- Rows

▽

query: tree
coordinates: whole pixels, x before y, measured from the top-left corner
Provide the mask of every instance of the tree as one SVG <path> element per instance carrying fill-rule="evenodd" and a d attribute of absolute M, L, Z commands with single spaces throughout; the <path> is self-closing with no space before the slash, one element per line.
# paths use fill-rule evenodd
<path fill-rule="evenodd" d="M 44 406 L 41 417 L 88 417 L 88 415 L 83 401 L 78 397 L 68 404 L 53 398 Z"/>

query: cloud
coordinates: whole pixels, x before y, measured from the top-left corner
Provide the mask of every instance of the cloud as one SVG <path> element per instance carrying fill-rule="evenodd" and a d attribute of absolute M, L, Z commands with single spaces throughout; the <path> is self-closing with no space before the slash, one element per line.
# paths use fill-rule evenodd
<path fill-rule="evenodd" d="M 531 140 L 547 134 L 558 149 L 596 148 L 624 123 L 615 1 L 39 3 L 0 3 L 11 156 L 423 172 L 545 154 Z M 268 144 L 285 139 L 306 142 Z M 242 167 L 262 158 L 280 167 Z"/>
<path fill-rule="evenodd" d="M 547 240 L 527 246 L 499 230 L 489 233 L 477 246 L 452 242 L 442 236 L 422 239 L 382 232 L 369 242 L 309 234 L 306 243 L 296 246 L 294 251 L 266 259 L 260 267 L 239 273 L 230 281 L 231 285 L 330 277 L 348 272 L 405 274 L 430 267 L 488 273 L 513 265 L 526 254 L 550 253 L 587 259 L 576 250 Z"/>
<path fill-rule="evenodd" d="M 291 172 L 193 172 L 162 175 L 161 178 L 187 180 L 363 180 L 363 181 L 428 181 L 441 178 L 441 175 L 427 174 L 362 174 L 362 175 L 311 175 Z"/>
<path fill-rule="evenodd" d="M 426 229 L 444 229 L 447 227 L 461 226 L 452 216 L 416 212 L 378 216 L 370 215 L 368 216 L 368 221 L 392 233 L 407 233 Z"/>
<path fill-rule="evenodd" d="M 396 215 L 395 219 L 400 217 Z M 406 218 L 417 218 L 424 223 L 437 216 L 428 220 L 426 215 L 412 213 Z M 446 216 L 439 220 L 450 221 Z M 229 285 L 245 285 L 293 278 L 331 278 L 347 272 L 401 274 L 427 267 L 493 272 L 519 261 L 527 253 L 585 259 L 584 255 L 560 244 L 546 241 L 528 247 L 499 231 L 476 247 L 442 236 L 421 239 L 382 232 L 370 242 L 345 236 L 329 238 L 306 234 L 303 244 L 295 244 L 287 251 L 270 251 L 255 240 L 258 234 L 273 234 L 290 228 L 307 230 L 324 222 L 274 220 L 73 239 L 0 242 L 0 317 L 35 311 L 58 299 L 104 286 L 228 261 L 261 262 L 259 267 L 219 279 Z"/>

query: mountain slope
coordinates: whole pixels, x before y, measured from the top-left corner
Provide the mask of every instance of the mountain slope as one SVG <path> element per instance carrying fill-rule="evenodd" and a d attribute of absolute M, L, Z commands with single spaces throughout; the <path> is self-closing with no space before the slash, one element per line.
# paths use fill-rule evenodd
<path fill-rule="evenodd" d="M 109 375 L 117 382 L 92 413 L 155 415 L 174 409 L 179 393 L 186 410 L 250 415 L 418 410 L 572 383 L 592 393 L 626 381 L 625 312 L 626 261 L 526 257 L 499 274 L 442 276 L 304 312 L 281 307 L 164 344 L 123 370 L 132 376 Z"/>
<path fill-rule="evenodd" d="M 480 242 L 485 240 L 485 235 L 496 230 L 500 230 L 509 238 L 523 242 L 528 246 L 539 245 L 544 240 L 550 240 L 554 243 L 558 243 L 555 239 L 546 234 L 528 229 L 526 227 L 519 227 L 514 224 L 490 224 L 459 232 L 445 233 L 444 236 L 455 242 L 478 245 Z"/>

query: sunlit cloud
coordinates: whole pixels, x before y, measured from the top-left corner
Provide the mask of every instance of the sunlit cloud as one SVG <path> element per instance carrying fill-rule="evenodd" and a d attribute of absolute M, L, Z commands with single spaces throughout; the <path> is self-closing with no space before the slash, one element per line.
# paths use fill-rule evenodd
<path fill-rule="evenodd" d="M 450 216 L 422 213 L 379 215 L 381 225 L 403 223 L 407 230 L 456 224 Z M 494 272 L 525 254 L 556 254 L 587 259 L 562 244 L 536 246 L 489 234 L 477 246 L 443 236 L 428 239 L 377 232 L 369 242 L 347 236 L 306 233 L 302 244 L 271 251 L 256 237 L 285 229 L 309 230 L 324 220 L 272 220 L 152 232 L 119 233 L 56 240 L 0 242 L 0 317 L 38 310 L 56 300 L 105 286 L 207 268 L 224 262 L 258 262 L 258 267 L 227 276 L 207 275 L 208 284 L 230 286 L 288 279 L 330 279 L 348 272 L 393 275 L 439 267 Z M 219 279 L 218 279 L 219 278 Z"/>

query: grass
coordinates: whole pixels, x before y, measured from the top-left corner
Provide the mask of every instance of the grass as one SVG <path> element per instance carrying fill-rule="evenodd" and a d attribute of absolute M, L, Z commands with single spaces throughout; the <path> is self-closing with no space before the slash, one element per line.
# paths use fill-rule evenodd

△

- Aim
Reproduce every line of the data above verbatim, without any alteration.

- Answer to the problem
query: tree
coordinates: whole pixels, x before y, measured from the top-left corner
Provide the mask of every instance of the tree as one SVG <path> element per instance carrying fill-rule="evenodd" and a d attribute of absolute M, L, Z commands with single spaces throughout; the <path> is self-closing with no space before the slash, one element per line.
# paths use fill-rule evenodd
<path fill-rule="evenodd" d="M 44 406 L 41 417 L 88 417 L 88 415 L 83 401 L 78 397 L 68 404 L 53 398 Z"/>

query: cloud
coordinates: whole pixels, x before y, measured from the top-left corner
Provide the mask of every instance of the cloud as one SVG <path> element per instance carrying fill-rule="evenodd" and a d attribute of absolute M, L, Z commands with single spaces throughout; the <path> is self-closing with no space before the slash, one element per line.
# paths use fill-rule evenodd
<path fill-rule="evenodd" d="M 531 140 L 547 134 L 558 149 L 596 148 L 624 123 L 615 1 L 39 3 L 0 3 L 11 156 L 423 172 L 545 154 Z M 268 144 L 285 139 L 306 142 Z M 242 167 L 262 158 L 280 167 Z"/>
<path fill-rule="evenodd" d="M 547 240 L 527 246 L 499 230 L 489 233 L 477 246 L 452 242 L 442 236 L 422 239 L 382 232 L 369 242 L 309 234 L 306 243 L 296 246 L 294 251 L 266 259 L 260 267 L 239 273 L 230 281 L 231 285 L 330 277 L 348 272 L 405 274 L 430 267 L 488 273 L 513 265 L 526 254 L 550 253 L 587 259 L 576 250 Z"/>
<path fill-rule="evenodd" d="M 291 172 L 193 172 L 162 175 L 161 178 L 187 180 L 363 180 L 363 181 L 428 181 L 441 178 L 441 175 L 427 174 L 362 174 L 362 175 L 311 175 Z"/>
<path fill-rule="evenodd" d="M 426 229 L 444 229 L 447 227 L 461 226 L 452 216 L 416 212 L 378 216 L 370 215 L 368 216 L 368 221 L 392 233 L 407 233 Z"/>
<path fill-rule="evenodd" d="M 396 215 L 395 219 L 400 217 Z M 406 218 L 417 218 L 424 223 L 437 216 L 428 220 L 426 215 L 412 213 Z M 446 216 L 439 220 L 450 221 Z M 229 285 L 245 285 L 293 278 L 331 278 L 347 272 L 401 274 L 427 267 L 493 272 L 519 261 L 527 253 L 585 259 L 584 255 L 560 244 L 546 241 L 528 247 L 499 231 L 476 247 L 442 236 L 421 239 L 382 232 L 370 242 L 345 236 L 329 238 L 306 234 L 303 244 L 295 244 L 287 251 L 270 251 L 255 240 L 258 234 L 273 234 L 290 228 L 307 230 L 324 222 L 274 220 L 73 239 L 0 242 L 0 317 L 35 311 L 58 299 L 104 286 L 228 261 L 261 262 L 259 267 L 219 279 Z"/>

query: mountain slope
coordinates: whole pixels, x before y, measured from the top-left corner
Provide the mask of every instance of the mountain slope as one SVG <path> element per instance carrying fill-rule="evenodd" and a d attribute of absolute M, L, Z commands with single spaces throughout; the <path> is self-closing with no space before the slash, one element per line.
# paths use fill-rule evenodd
<path fill-rule="evenodd" d="M 109 375 L 117 382 L 92 413 L 155 415 L 174 409 L 179 393 L 186 410 L 250 415 L 418 410 L 572 383 L 592 393 L 626 381 L 625 312 L 626 261 L 526 257 L 499 274 L 442 276 L 304 312 L 281 307 L 164 344 L 123 370 L 132 376 Z"/>
<path fill-rule="evenodd" d="M 480 242 L 485 240 L 485 235 L 496 230 L 500 230 L 509 238 L 523 242 L 528 246 L 539 245 L 544 240 L 550 240 L 554 243 L 558 243 L 555 239 L 546 234 L 528 229 L 526 227 L 519 227 L 514 224 L 490 224 L 459 232 L 445 233 L 444 236 L 455 242 L 478 245 Z"/>

query: sunlit cloud
coordinates: whole pixels, x before y, measured from the top-left corner
Provide the mask of every instance of the sunlit cloud as one SVG <path> element per instance carrying fill-rule="evenodd" and a d attribute of absolute M, L, Z commands with single spaces throughout; the <path> is self-closing with no space before the slash, one element per line.
# paths use fill-rule evenodd
<path fill-rule="evenodd" d="M 450 216 L 422 213 L 379 215 L 381 225 L 403 223 L 407 230 L 456 224 Z M 494 272 L 525 254 L 556 254 L 587 259 L 562 244 L 536 246 L 489 234 L 477 246 L 443 236 L 428 239 L 377 232 L 369 242 L 347 236 L 306 233 L 302 244 L 271 251 L 256 237 L 285 229 L 309 230 L 324 220 L 272 220 L 152 232 L 119 233 L 56 240 L 0 242 L 0 317 L 38 310 L 56 300 L 105 286 L 207 268 L 224 262 L 258 262 L 258 267 L 227 276 L 207 275 L 208 284 L 230 286 L 288 279 L 330 279 L 348 272 L 393 275 L 439 267 Z M 219 279 L 218 279 L 219 278 Z"/>

query: grass
coordinates: whole pixels, x before y, measured from the top-left corner
Provide the mask of every instance of the grass as one SVG <path> element per instance carrying fill-rule="evenodd" and a d attribute of absolute M, L, Z commands with single spaces throughout; the <path> is self-closing with no space before the slash, one element per line.
# paths use fill-rule evenodd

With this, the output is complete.